Stored dataset items
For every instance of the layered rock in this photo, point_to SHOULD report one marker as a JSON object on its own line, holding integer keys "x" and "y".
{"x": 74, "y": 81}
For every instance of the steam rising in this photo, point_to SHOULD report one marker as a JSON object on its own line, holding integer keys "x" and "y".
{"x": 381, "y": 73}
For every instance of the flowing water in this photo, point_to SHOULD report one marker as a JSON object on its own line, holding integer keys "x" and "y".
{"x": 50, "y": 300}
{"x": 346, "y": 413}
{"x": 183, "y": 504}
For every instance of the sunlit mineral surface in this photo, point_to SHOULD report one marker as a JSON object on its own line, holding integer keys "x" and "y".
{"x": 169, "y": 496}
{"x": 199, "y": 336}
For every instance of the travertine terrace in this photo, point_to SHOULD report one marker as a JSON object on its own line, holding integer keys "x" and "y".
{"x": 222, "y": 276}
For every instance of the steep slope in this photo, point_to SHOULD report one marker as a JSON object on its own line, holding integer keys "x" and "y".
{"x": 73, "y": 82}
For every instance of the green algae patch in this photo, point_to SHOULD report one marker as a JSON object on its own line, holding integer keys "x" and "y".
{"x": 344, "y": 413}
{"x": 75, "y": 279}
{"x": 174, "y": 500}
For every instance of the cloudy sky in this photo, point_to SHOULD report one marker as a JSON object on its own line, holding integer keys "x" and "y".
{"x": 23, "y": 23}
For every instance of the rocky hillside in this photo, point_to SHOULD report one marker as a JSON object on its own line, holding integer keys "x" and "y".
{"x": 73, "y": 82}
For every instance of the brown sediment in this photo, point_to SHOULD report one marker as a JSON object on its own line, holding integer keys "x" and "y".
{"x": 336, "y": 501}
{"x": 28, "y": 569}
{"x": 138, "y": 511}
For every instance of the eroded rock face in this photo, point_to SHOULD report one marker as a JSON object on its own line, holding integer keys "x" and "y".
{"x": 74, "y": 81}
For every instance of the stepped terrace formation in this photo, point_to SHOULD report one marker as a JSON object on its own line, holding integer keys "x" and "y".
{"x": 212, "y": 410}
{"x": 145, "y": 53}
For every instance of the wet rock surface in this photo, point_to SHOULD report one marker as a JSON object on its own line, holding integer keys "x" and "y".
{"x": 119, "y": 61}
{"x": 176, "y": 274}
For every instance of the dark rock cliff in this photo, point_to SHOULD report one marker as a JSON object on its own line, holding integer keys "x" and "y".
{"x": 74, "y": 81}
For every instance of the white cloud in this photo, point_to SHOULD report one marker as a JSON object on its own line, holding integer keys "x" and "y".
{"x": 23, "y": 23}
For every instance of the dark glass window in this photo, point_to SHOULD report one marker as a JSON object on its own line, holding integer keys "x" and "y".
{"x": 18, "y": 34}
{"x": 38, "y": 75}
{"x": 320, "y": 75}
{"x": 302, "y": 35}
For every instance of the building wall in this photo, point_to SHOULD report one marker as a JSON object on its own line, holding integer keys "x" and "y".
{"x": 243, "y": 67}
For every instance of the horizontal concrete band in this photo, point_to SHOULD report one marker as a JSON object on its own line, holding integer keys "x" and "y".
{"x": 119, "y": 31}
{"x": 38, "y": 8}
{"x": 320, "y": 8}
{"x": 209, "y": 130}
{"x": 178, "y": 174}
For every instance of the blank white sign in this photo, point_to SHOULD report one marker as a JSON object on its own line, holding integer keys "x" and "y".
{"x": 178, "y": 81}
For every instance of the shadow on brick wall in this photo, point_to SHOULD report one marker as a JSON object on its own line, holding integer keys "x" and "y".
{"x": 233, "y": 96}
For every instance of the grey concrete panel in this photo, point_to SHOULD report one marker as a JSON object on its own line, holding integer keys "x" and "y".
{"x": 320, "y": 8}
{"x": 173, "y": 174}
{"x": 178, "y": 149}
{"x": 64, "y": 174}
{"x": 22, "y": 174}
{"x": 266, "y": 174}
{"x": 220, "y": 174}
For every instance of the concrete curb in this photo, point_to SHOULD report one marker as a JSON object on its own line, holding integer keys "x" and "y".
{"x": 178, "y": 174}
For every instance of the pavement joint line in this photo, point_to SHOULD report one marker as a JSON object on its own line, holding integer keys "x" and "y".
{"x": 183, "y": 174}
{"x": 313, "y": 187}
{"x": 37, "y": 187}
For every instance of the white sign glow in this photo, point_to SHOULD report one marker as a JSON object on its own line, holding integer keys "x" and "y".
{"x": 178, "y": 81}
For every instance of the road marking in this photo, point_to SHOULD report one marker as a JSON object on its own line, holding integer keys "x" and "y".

WHAT THIS TASK INVOLVES
Each entry must be reproduced verbatim.

ANSWER TO THIS EXERCISE
For every instance of the layered rock in this photo, point_to SHOULD report one marker as a JSON object on its own line, holding integer keys "x" and "y".
{"x": 74, "y": 81}
For every instance of the steam rising in this photo, point_to SHOULD report one marker as a JSON object on its own line, holding integer keys "x" and "y".
{"x": 381, "y": 73}
For every instance of the flowing water in this photo, point_to SHOULD report one marker as a JSON object on its own line, holding integer keys "x" and "y".
{"x": 50, "y": 300}
{"x": 346, "y": 413}
{"x": 183, "y": 504}
For every instance of the sunlit mineral surface in this photo, point_to SHOULD report one marker as a JSON object on its own line, holding integer keys "x" and "y".
{"x": 169, "y": 496}
{"x": 199, "y": 336}
For every instance of the travertine terrace in this photo, point_to SHOULD report one marker as a JSON object on its own line, holding integer keys "x" and "y".
{"x": 222, "y": 276}
For every instance of the steep slope in this photo, point_to SHOULD report one marker as a JSON object on its own line, holding integer keys "x" and "y".
{"x": 73, "y": 82}
For every instance of the green algae patch in this photo, point_to SHOULD report one marker as a JSON object on its own line, holding integer keys "x" and "y".
{"x": 344, "y": 413}
{"x": 75, "y": 279}
{"x": 174, "y": 500}
For every instance of the cloudy sky in this photo, point_to SHOULD report one marker as a JSON object on its own line, holding integer keys "x" and "y".
{"x": 23, "y": 23}
For every instance of the rocky hillside in this photo, point_to SHOULD report one marker as a JSON object on its own line, holding integer keys "x" and "y".
{"x": 73, "y": 82}
For every instance of the brown sediment in this photo, point_to SHOULD report one marker as a JSON object on its own line, holding integer keys "x" and "y".
{"x": 336, "y": 501}
{"x": 28, "y": 569}
{"x": 138, "y": 511}
For every instance of the eroded rock face in this photo, point_to SHOULD report one marker as a JSON object on its own line, holding integer keys "x" and "y".
{"x": 74, "y": 81}
For every instance of the stepped terrace formation in this photo, point_to SHOULD report one marker as a JSON object on its own line, holding integer keys "x" and "y".
{"x": 212, "y": 410}
{"x": 145, "y": 53}
For every instance of the wet rock surface in this photo, point_to SHOULD report one marker as a JSON object on its own line, holding integer keys "x" and "y".
{"x": 119, "y": 61}
{"x": 176, "y": 274}
For every instance of the dark rock cliff in this photo, point_to SHOULD report one marker as a JSON object on its own line, holding integer keys "x" and "y".
{"x": 74, "y": 81}
For every instance of the white cloud in this photo, point_to SHOULD report one marker as a JSON object on its own line, holding integer keys "x" and "y".
{"x": 23, "y": 23}
For every instance of the dark glass window in this photo, point_to SHOULD report one marker as a JSON object on its own line, holding integer keys "x" and "y".
{"x": 18, "y": 34}
{"x": 38, "y": 75}
{"x": 320, "y": 75}
{"x": 302, "y": 35}
For every instance of the building wall in this photo, point_to SHOULD report one marker as a JSON object on its own line, holding integer keys "x" and "y".
{"x": 243, "y": 67}
For every instance of the horizontal concrete band in this photo, point_to SHOULD report one marker as a JSON object on its own line, holding integer keys "x" and "y".
{"x": 119, "y": 31}
{"x": 38, "y": 8}
{"x": 320, "y": 8}
{"x": 209, "y": 130}
{"x": 178, "y": 174}
For every instance of the blank white sign in this photo, point_to SHOULD report one marker as a JSON object on its own line, holding integer keys "x" and "y".
{"x": 178, "y": 81}
For every instance of the shadow on brick wall in this photo, point_to SHOULD report one marker as a JSON object on its own line, holding integer keys "x" and "y".
{"x": 233, "y": 96}
For every instance of the grey concrete panel in this photo, point_to SHOULD report one marker as a JSON object on its own line, holding integer keys "x" and "y".
{"x": 320, "y": 8}
{"x": 173, "y": 174}
{"x": 178, "y": 149}
{"x": 64, "y": 174}
{"x": 22, "y": 174}
{"x": 266, "y": 174}
{"x": 220, "y": 174}
For every instance of the concrete curb in this photo, point_to SHOULD report one marker as a JSON object on its own line, holding integer keys "x" and "y".
{"x": 178, "y": 174}
For every instance of the pavement joint line in this photo, point_to SHOULD report one marker as a JSON object on its own line, holding integer keys "x" and "y".
{"x": 183, "y": 174}
{"x": 313, "y": 187}
{"x": 37, "y": 187}
For every instance of the white sign glow in this photo, point_to SHOULD report one marker as a JSON object on its own line, holding integer keys "x" and "y".
{"x": 178, "y": 81}
For every instance of the road marking in this photo, point_to SHOULD report one marker as a JSON object on its own line, holding integer keys "x" and "y".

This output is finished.